## Goal of the exercise
Repeat every line from the line containing "Record the location of each instance of the laurel" to the end of the data, exactly. Leave the pictures out.

Saved entries
■ ■ ■ ■ ■
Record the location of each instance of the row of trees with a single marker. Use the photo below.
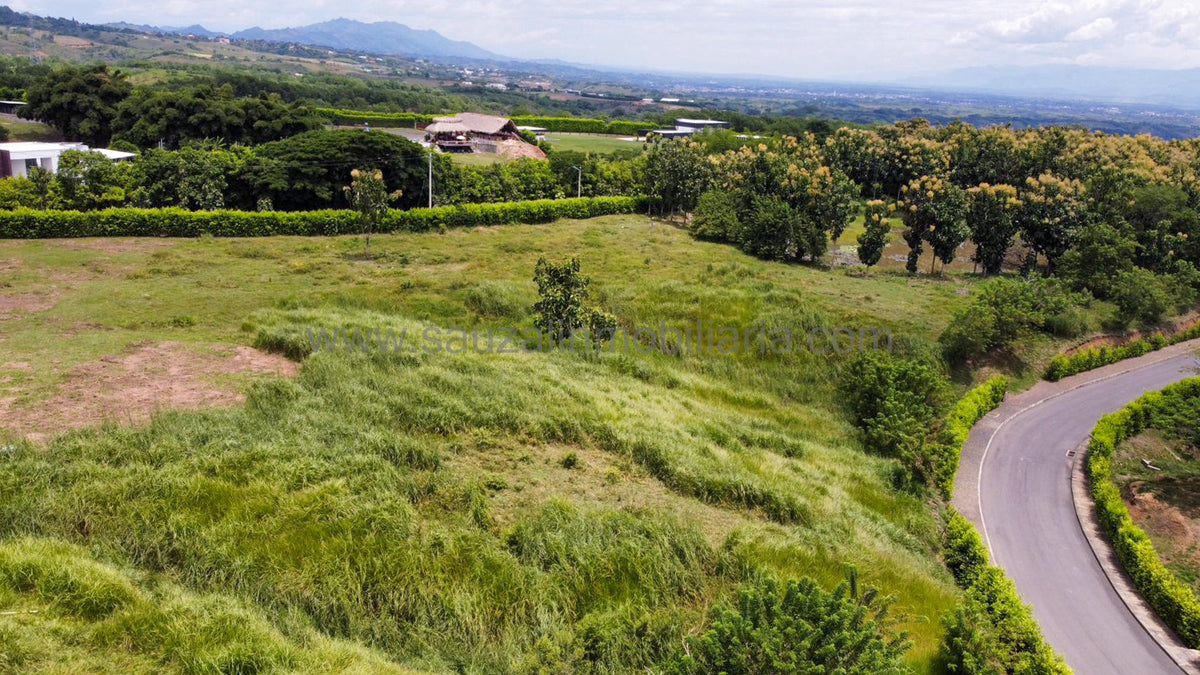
(97, 106)
(304, 172)
(1108, 215)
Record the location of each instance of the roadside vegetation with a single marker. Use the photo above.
(640, 491)
(1146, 503)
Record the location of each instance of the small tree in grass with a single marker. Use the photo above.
(559, 311)
(797, 628)
(873, 242)
(369, 195)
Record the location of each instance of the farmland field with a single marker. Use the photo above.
(635, 489)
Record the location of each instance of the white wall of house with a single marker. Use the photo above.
(43, 155)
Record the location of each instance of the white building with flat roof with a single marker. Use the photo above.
(16, 159)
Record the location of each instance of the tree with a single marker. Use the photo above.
(175, 117)
(90, 180)
(875, 238)
(895, 402)
(827, 210)
(367, 193)
(81, 102)
(677, 173)
(559, 310)
(990, 217)
(1051, 211)
(310, 169)
(193, 179)
(768, 230)
(1101, 252)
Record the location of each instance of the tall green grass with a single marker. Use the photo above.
(369, 500)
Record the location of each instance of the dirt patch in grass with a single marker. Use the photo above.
(526, 477)
(1179, 326)
(1164, 499)
(130, 387)
(105, 245)
(13, 305)
(1175, 535)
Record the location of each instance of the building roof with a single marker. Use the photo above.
(478, 123)
(113, 154)
(450, 125)
(33, 149)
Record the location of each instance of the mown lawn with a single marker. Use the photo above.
(447, 512)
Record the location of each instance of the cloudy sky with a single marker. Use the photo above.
(805, 39)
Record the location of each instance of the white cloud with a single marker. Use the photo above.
(807, 39)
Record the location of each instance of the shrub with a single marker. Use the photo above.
(1065, 365)
(970, 408)
(993, 632)
(25, 223)
(715, 217)
(1005, 311)
(799, 628)
(895, 402)
(1140, 296)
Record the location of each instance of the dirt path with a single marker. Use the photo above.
(130, 387)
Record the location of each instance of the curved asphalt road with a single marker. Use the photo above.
(1014, 484)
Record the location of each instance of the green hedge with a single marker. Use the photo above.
(1174, 601)
(993, 627)
(378, 119)
(970, 408)
(27, 223)
(1090, 359)
(570, 125)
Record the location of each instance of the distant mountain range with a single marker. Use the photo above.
(381, 37)
(1087, 83)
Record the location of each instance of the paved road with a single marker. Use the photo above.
(1021, 500)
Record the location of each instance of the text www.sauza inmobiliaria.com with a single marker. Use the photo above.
(700, 338)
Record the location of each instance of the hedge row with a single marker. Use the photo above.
(976, 404)
(570, 125)
(341, 117)
(583, 125)
(1174, 601)
(1096, 357)
(993, 626)
(27, 223)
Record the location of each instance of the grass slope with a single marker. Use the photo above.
(484, 513)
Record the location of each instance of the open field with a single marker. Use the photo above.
(429, 505)
(25, 130)
(598, 143)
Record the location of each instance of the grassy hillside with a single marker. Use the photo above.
(449, 512)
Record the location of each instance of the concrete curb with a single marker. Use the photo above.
(1188, 659)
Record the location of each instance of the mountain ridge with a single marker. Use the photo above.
(378, 37)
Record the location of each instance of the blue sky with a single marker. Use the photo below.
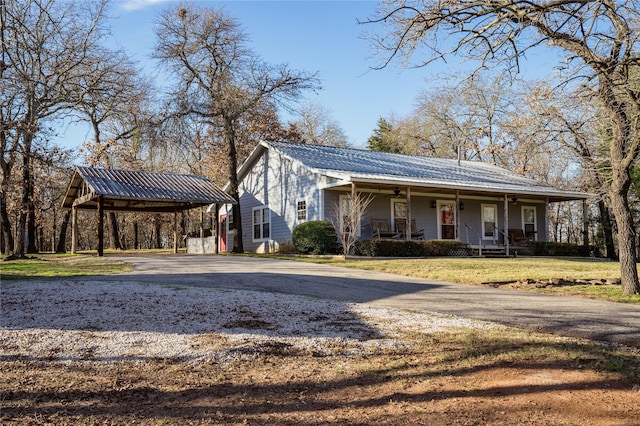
(321, 36)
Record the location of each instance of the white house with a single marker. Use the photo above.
(283, 184)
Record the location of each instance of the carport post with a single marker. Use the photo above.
(74, 229)
(175, 232)
(100, 225)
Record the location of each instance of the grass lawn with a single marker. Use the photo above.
(60, 265)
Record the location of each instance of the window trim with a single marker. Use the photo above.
(306, 210)
(439, 204)
(262, 223)
(535, 220)
(393, 211)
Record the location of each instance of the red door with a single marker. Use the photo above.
(222, 226)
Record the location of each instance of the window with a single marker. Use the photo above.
(489, 221)
(529, 225)
(447, 220)
(261, 223)
(302, 210)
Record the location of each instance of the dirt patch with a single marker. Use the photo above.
(123, 353)
(277, 384)
(529, 283)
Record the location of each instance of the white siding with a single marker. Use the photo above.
(278, 183)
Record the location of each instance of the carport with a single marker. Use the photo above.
(99, 189)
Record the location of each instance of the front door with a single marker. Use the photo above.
(222, 227)
(447, 220)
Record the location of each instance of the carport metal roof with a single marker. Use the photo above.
(129, 190)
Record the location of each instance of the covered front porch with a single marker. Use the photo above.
(488, 222)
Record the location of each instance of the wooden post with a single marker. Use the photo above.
(505, 235)
(457, 210)
(216, 229)
(585, 224)
(175, 232)
(100, 225)
(201, 222)
(546, 219)
(408, 225)
(74, 229)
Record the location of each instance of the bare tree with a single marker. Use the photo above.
(219, 79)
(318, 127)
(347, 219)
(45, 46)
(600, 39)
(112, 90)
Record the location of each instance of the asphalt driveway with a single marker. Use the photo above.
(571, 316)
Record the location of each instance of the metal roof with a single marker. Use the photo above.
(140, 191)
(360, 165)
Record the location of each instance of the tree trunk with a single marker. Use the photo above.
(32, 235)
(238, 246)
(5, 224)
(19, 243)
(626, 243)
(607, 230)
(62, 240)
(158, 227)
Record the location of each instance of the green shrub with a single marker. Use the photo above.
(315, 237)
(403, 248)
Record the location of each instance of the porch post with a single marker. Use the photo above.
(216, 229)
(74, 229)
(457, 235)
(175, 232)
(408, 229)
(546, 219)
(100, 225)
(585, 224)
(505, 235)
(354, 214)
(202, 222)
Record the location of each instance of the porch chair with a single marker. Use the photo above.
(401, 227)
(380, 229)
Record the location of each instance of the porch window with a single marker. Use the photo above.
(261, 223)
(489, 220)
(447, 220)
(302, 210)
(529, 224)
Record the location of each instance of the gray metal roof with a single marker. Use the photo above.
(139, 190)
(360, 165)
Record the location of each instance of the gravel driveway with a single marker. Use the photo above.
(571, 316)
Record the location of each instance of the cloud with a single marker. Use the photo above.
(131, 5)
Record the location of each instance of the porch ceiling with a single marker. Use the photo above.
(422, 189)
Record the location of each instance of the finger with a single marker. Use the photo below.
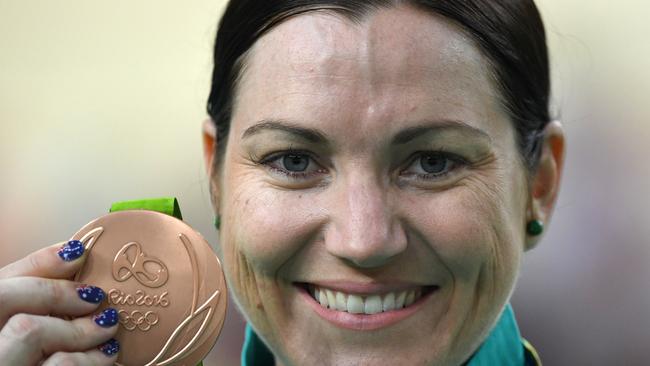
(106, 355)
(57, 261)
(27, 338)
(41, 296)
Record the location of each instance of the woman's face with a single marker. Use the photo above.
(370, 167)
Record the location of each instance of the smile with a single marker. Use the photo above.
(361, 308)
(370, 304)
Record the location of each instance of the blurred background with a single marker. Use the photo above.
(103, 101)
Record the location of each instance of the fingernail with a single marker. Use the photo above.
(106, 318)
(71, 250)
(90, 294)
(110, 348)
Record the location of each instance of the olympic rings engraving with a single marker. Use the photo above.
(137, 319)
(124, 268)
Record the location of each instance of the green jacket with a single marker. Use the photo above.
(503, 347)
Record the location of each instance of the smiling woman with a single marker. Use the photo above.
(375, 165)
(378, 169)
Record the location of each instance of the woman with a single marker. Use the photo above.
(378, 169)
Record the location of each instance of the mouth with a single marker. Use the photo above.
(365, 308)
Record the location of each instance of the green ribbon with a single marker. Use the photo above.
(166, 205)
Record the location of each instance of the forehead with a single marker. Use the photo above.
(395, 65)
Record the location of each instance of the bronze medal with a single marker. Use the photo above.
(165, 282)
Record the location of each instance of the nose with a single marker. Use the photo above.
(364, 229)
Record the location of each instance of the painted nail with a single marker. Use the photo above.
(90, 294)
(71, 250)
(110, 348)
(106, 318)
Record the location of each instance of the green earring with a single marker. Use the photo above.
(534, 227)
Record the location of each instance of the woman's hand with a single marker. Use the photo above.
(35, 296)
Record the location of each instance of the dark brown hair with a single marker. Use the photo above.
(510, 33)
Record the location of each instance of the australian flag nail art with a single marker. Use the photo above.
(110, 348)
(71, 250)
(106, 318)
(90, 294)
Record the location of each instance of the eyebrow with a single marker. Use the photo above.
(404, 136)
(309, 134)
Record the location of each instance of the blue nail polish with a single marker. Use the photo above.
(90, 294)
(110, 348)
(106, 318)
(71, 250)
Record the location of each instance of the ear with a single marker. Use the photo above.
(545, 183)
(209, 154)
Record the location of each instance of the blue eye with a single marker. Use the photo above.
(295, 162)
(433, 165)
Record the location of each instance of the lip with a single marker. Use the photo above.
(364, 322)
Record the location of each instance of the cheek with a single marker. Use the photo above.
(263, 228)
(472, 229)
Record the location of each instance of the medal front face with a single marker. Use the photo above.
(165, 282)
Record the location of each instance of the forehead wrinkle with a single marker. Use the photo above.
(356, 66)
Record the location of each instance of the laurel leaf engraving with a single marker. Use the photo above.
(206, 311)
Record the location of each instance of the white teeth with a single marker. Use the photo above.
(358, 304)
(410, 297)
(355, 304)
(341, 302)
(322, 298)
(399, 301)
(389, 302)
(331, 299)
(373, 305)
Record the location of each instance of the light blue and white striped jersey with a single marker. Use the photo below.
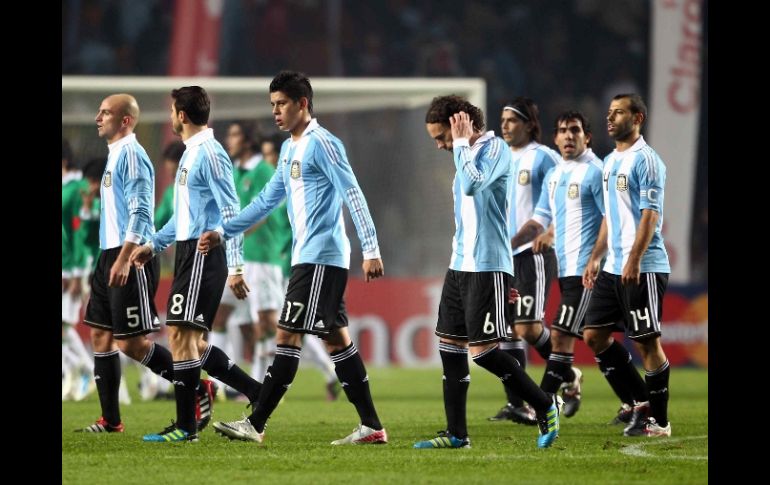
■ ■ ■ ■ ■
## Solution to this exercise
Record the location of each instance of the laurel leaf engraving with a single marker. Use the photo above.
(206, 311)
Record the location of each instance of the white teeth with a single marker. Use the photo above.
(358, 304)
(410, 297)
(355, 304)
(341, 302)
(322, 298)
(399, 301)
(389, 302)
(331, 299)
(373, 305)
Record the location of each instance of the light blue and white striped jersey with a single marker. Use the photo below.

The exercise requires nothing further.